Point-per-instance localization data
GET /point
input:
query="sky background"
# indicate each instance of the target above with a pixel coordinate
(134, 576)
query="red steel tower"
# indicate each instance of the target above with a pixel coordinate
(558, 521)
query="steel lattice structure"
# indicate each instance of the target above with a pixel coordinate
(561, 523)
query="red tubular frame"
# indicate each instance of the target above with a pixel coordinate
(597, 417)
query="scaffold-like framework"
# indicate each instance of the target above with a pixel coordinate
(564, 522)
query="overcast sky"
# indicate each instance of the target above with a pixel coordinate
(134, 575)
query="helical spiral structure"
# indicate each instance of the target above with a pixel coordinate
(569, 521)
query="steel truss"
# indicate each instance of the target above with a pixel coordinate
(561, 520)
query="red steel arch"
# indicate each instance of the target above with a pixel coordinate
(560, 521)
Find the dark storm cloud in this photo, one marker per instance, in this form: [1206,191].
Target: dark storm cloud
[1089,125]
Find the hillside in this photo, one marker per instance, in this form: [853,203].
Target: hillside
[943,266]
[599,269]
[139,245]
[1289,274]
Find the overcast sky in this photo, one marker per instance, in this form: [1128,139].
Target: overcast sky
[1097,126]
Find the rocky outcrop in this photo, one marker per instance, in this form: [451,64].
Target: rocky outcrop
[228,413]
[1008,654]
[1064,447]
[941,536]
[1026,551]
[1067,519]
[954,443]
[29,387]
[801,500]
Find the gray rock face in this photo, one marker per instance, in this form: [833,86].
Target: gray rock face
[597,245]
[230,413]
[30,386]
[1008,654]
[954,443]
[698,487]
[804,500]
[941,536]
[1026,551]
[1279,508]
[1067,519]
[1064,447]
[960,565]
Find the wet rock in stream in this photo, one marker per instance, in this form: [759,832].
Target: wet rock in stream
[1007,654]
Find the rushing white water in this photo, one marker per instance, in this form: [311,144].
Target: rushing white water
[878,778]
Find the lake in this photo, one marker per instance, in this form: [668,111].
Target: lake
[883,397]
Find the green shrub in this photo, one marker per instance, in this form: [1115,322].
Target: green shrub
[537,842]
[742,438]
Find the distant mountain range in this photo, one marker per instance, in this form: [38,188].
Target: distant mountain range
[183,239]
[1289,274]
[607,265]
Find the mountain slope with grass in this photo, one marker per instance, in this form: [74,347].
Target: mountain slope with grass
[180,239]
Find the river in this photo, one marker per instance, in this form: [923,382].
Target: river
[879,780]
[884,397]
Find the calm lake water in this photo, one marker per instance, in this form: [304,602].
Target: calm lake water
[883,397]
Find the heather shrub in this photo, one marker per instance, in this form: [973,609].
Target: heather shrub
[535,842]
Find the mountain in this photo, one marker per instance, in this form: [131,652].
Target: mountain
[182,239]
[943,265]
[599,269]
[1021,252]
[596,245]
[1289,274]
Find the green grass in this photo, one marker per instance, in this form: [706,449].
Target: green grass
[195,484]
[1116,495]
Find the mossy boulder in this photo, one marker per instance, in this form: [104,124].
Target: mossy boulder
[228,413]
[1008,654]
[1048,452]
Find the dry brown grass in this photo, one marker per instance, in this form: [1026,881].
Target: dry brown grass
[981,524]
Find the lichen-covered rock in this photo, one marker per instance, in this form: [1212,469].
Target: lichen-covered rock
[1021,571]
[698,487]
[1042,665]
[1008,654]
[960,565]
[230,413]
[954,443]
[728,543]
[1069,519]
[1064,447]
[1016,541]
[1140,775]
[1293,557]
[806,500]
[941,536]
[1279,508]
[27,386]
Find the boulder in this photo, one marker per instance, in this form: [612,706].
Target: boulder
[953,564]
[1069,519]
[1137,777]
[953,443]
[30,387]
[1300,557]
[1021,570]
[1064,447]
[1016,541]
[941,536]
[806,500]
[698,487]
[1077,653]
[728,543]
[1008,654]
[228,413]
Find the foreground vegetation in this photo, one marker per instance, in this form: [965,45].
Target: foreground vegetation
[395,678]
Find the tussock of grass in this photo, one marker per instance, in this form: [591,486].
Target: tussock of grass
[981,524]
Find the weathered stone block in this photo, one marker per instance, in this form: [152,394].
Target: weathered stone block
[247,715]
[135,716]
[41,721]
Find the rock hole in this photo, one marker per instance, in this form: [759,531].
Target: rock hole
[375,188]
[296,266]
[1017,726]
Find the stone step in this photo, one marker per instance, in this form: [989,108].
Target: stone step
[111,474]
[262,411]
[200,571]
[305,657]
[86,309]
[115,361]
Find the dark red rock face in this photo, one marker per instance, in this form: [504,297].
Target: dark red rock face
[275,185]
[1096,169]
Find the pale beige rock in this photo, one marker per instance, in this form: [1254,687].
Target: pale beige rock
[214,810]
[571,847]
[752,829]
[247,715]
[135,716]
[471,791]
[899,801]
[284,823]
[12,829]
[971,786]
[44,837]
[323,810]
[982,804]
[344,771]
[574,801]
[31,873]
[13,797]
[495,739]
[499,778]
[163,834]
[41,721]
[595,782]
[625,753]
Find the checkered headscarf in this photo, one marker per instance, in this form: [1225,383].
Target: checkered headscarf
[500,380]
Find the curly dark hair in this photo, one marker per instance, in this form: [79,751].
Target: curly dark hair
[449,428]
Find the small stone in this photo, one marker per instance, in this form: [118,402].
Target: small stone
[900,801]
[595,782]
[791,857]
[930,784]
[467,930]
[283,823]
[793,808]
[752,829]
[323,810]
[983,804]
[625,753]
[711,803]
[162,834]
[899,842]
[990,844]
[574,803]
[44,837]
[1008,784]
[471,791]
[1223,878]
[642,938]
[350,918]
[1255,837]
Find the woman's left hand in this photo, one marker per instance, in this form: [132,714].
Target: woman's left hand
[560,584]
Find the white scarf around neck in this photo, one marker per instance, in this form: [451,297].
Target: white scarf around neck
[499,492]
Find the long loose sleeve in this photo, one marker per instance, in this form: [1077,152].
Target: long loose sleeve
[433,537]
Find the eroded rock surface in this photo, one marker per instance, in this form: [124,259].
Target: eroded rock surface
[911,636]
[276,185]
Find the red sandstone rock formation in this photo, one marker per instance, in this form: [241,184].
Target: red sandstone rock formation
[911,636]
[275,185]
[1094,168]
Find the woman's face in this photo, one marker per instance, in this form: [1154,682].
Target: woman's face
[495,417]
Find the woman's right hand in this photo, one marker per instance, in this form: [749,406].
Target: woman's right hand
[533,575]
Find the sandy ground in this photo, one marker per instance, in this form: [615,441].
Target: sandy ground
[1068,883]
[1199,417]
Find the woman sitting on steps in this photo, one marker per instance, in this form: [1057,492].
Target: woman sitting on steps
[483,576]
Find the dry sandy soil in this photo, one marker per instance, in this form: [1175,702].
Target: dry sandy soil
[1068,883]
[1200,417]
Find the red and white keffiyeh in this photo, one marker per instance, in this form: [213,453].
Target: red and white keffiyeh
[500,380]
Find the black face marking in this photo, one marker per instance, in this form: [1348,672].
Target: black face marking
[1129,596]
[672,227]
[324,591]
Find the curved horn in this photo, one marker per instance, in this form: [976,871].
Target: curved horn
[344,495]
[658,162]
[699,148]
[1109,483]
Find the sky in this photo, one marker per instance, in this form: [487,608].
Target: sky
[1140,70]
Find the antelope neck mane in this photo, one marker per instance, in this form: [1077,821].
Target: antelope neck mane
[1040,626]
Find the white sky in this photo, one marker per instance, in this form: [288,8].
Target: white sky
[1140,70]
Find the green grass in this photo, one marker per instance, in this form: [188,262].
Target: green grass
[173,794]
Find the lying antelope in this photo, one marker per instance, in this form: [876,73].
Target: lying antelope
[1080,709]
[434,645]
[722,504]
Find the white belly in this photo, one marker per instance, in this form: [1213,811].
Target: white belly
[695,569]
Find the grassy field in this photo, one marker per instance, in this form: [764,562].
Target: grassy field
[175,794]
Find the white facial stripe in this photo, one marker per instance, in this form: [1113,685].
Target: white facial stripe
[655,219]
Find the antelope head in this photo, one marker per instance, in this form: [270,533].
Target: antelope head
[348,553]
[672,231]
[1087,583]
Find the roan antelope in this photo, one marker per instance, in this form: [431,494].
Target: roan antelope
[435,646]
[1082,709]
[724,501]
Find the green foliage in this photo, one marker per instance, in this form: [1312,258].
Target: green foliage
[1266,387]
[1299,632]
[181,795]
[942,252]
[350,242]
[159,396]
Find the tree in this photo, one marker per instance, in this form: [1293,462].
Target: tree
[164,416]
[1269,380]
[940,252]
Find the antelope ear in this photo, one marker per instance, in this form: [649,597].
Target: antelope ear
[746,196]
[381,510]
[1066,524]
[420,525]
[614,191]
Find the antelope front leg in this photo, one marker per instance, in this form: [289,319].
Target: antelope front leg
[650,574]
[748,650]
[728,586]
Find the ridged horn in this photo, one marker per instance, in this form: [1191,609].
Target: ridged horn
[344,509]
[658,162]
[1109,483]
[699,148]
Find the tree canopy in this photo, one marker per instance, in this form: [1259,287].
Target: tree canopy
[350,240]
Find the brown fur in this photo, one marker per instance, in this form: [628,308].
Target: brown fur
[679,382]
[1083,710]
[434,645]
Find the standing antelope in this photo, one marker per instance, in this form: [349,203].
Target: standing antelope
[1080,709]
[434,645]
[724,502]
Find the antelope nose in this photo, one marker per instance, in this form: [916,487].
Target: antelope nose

■ **ABOUT THIS EXERCISE**: Reproduce every line from the entries that holds the word "structure".

■ **RESULT OF THIS EXERCISE**:
query="steel lattice structure"
query="helical spiral structure"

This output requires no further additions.